EXCERPT TO READ -
━━━━━━━━

[Beowulf] Checkpointing using flash

Fri Sep 21 09:29:17 PDT 2012

On 09/21/12 12:13, Lux, Jim (337C) wrote:
> I would suggest that some scheme of redundant computation might be more
> effective.. Rather than try to store a single node's state on the node,
> and then, if any node hiccups, restore the state (perhaps to a spare), and
> restart, means stopping the entire cluster while you recover.

I am not 100% about the nitty-gritty here, but I do believe there are 
schemes already in place to deal with single node failures.  What I do 
know for sure is that checkpoints are used as a last line of defense 
against full cluster failure due to overheating, power failure, or 
excessive numbers of concurrent failures -- not for just one node going 
belly up.

The LANL clusters I was learning about only checkpointed every 4-6 hours 
or so, if I remember correctly.  With hundred-petascale clusters and 
beyond hitting failure rates on the frequency of not even hours but 
minutes, obviously checkpointing is not the go-to first attempt at 
failure recovery.

If I find some of the nitty-gritty I'm currently forgetting about how 
smaller, isolated failures are handled now I'll report back.

Nevertheless, great ideas Jim!

Best,

ellis

━━━━━━━━

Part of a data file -

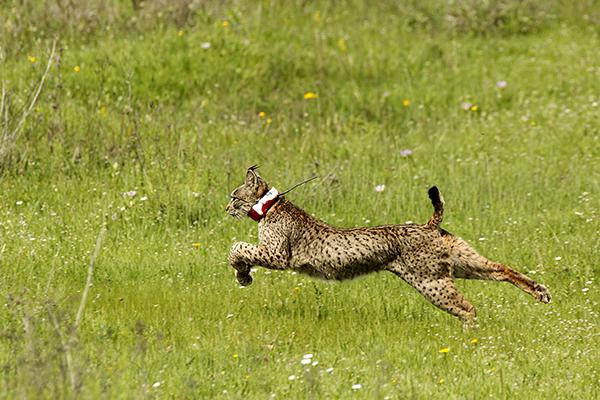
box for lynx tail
[427,186,444,228]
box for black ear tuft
[246,165,259,185]
[427,186,440,203]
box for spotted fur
[226,167,550,323]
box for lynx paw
[235,271,252,286]
[534,285,552,303]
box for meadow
[0,0,600,399]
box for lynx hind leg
[388,264,476,327]
[444,236,552,303]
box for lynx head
[225,165,269,218]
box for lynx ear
[246,165,260,186]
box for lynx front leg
[229,242,287,286]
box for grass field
[0,0,600,399]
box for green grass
[0,0,600,399]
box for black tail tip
[427,186,440,203]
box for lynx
[226,166,550,325]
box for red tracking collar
[248,188,279,222]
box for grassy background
[0,0,600,399]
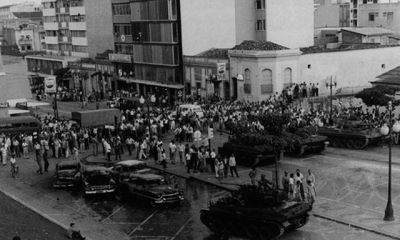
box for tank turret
[200,184,312,240]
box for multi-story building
[314,0,350,28]
[359,2,400,34]
[42,0,113,57]
[110,0,184,100]
[343,0,399,27]
[0,2,42,21]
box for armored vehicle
[318,119,382,149]
[200,185,312,240]
[200,185,312,240]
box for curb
[313,213,400,240]
[0,189,92,240]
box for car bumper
[154,196,184,204]
[53,182,76,188]
[85,189,115,194]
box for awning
[118,77,184,89]
[332,86,369,99]
[370,66,400,86]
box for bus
[0,116,42,135]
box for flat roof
[342,27,394,36]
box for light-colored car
[177,104,204,118]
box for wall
[341,31,363,43]
[358,3,400,34]
[266,0,314,48]
[84,0,114,57]
[314,1,340,28]
[298,47,400,94]
[181,0,238,55]
[235,0,256,44]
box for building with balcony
[109,0,184,102]
[314,0,350,28]
[359,2,400,34]
[42,0,114,58]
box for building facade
[359,3,400,34]
[42,0,114,58]
[314,0,350,28]
[110,0,184,101]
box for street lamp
[325,76,337,123]
[381,101,400,221]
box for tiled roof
[231,40,289,51]
[13,12,43,18]
[300,43,400,54]
[196,48,229,59]
[342,27,394,36]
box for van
[178,104,204,118]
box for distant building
[314,0,350,28]
[359,2,400,34]
[341,27,394,45]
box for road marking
[101,203,126,223]
[128,210,157,236]
[171,216,193,240]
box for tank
[218,142,275,167]
[318,119,382,149]
[200,185,312,240]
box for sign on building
[44,76,57,93]
[217,63,226,81]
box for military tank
[318,118,382,149]
[218,142,276,167]
[200,185,312,240]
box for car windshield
[58,165,78,171]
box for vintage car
[82,166,117,194]
[53,161,81,188]
[118,173,184,207]
[108,160,155,183]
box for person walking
[186,149,192,173]
[307,169,317,196]
[248,167,257,185]
[169,140,177,164]
[229,153,239,177]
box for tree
[355,85,400,108]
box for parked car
[82,166,117,194]
[108,160,154,183]
[118,173,184,207]
[53,161,81,188]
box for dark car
[82,166,117,194]
[108,160,154,183]
[119,173,183,206]
[53,161,81,188]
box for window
[387,12,393,21]
[368,13,375,21]
[256,0,265,9]
[261,69,272,94]
[112,3,131,15]
[256,20,265,31]
[243,68,251,94]
[283,68,292,88]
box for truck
[71,108,121,127]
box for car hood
[57,170,77,177]
[146,186,178,194]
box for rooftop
[342,27,394,36]
[300,43,400,54]
[231,40,289,51]
[196,48,229,59]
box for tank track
[200,210,286,240]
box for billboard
[44,76,57,93]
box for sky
[0,0,42,7]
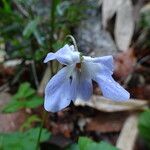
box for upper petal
[44,53,56,63]
[84,55,114,71]
[44,44,80,65]
[96,75,130,101]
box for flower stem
[66,35,78,51]
[35,111,46,150]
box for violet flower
[44,45,130,112]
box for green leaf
[99,141,118,150]
[78,137,118,150]
[20,115,41,131]
[2,0,11,13]
[138,110,150,143]
[0,128,51,150]
[23,18,39,38]
[25,96,44,108]
[3,82,44,113]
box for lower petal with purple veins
[44,79,71,112]
[96,75,130,101]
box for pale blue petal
[71,64,93,101]
[44,44,80,65]
[44,53,56,63]
[96,75,130,101]
[70,71,79,101]
[44,79,71,112]
[78,63,93,100]
[45,66,72,94]
[84,62,113,80]
[93,55,114,71]
[83,55,114,72]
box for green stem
[50,0,57,50]
[35,111,46,150]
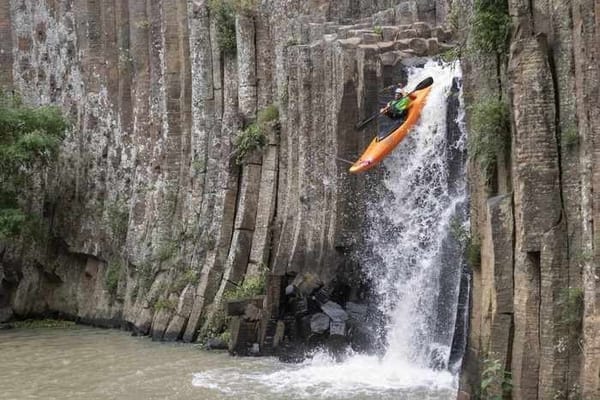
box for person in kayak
[380,87,417,121]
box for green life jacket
[392,96,410,114]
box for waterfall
[364,61,467,368]
[194,61,470,400]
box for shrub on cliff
[471,0,510,54]
[468,98,510,179]
[233,105,279,165]
[209,0,237,55]
[0,92,67,239]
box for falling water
[367,62,467,368]
[194,61,468,400]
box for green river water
[0,326,456,400]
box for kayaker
[380,87,417,120]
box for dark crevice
[527,251,542,399]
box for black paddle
[356,77,433,129]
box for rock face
[0,0,600,399]
[459,0,600,399]
[0,0,450,341]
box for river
[0,326,456,400]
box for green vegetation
[467,240,481,268]
[104,260,124,296]
[469,97,510,180]
[14,319,75,329]
[440,47,460,63]
[209,0,237,55]
[233,105,279,165]
[154,299,177,312]
[561,124,579,150]
[479,357,512,400]
[192,160,206,177]
[219,329,231,345]
[0,92,68,239]
[447,0,467,32]
[471,0,511,55]
[169,267,200,294]
[223,272,266,300]
[449,216,481,268]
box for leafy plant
[170,267,200,293]
[468,97,510,180]
[14,319,75,329]
[209,0,237,55]
[256,104,279,125]
[154,299,177,312]
[233,105,279,165]
[561,124,579,150]
[480,358,512,400]
[219,329,231,345]
[471,0,511,54]
[0,91,68,239]
[223,272,266,300]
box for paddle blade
[355,113,379,130]
[413,77,433,92]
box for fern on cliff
[471,0,510,54]
[0,92,68,239]
[468,98,510,179]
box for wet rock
[412,22,431,38]
[226,296,264,316]
[410,38,429,56]
[395,29,417,39]
[381,26,400,42]
[204,337,229,350]
[431,26,452,42]
[0,307,13,323]
[373,8,396,25]
[321,301,348,322]
[346,301,367,321]
[329,321,346,336]
[310,313,331,333]
[242,303,262,321]
[427,38,440,55]
[292,273,323,296]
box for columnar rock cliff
[0,0,449,341]
[461,0,600,399]
[0,0,600,400]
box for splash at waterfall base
[218,61,470,382]
[226,273,385,362]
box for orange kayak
[350,86,431,174]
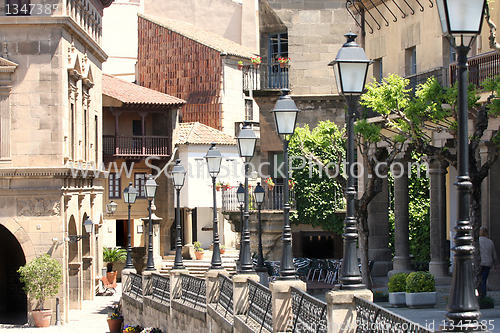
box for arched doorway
[0,225,28,324]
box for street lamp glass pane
[172,172,186,188]
[333,63,343,95]
[254,192,264,203]
[274,111,297,134]
[144,178,158,199]
[446,0,484,34]
[207,157,222,175]
[236,185,245,203]
[237,138,257,157]
[339,62,368,94]
[83,217,94,234]
[436,0,448,36]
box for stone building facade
[0,0,111,323]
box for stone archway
[0,224,27,324]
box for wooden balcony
[102,135,172,158]
[450,51,500,90]
[242,64,289,91]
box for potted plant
[252,56,262,68]
[264,177,274,191]
[102,246,127,284]
[123,325,143,333]
[108,306,123,333]
[478,296,495,309]
[406,272,437,308]
[387,273,408,307]
[141,327,163,333]
[373,291,389,302]
[215,182,224,191]
[278,58,290,68]
[193,241,204,260]
[17,254,62,327]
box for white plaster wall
[179,145,243,249]
[102,0,144,82]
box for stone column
[184,209,193,245]
[170,269,189,301]
[269,280,307,332]
[326,289,373,333]
[393,161,411,272]
[233,274,259,317]
[205,269,229,305]
[429,157,448,277]
[368,178,392,276]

━━━━━━━━

DIRECTIONS -
1. Copy the checkpointing post starting with "If I find some" and going on through "great ideas Jim!", putting "follow up" in place of "report back".
2. Using the checkpointing post, decide whether each statement agrees with it. Answer yes or no and quote the words that settle it. (a) Checkpoints are a last line of defense against full cluster failure. (b) The LANL clusters checkpointed about once an hour. (c) The writer is fully certain about the details of how single node failures are handled.

EXPECTED RESPONSES -
1.
If I find some of the nitty-gritty I'm currently forgetting about how 
smaller, isolated failures are handled now I'll follow up.

Nevertheless, great ideas Jim!

2.
(a) Yes: "checkpoints are used as a last line of defense against full cluster failure"
(b) No: "only checkpointed every 4-6 hours or so"
(c) No: "I am not 100% about the nitty-gritty here"